## BEGIN Input records

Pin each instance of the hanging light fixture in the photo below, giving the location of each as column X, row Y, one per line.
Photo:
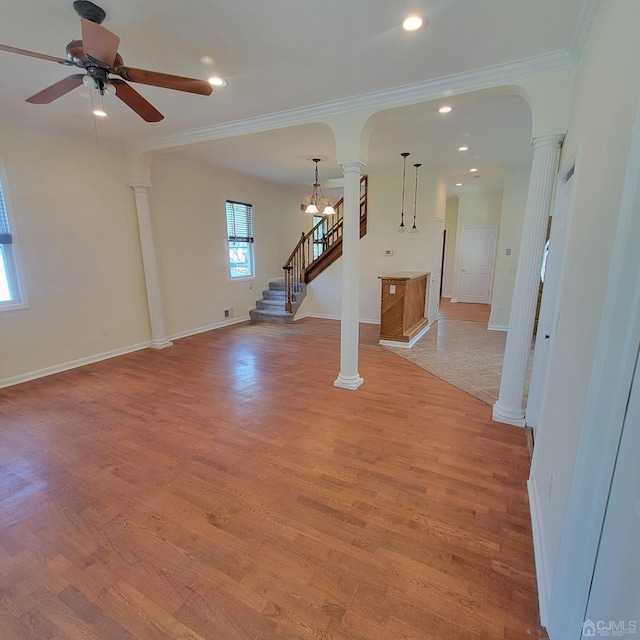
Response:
column 318, row 199
column 414, row 229
column 402, row 228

## END Input records

## Set problem
Copy every one of the records above word for word, leaving out the pictures.

## Output
Pin each instance of the hanging light fixture in the photo below, giving the location of each as column X, row Y, one per line.
Photo:
Response:
column 318, row 199
column 414, row 229
column 402, row 228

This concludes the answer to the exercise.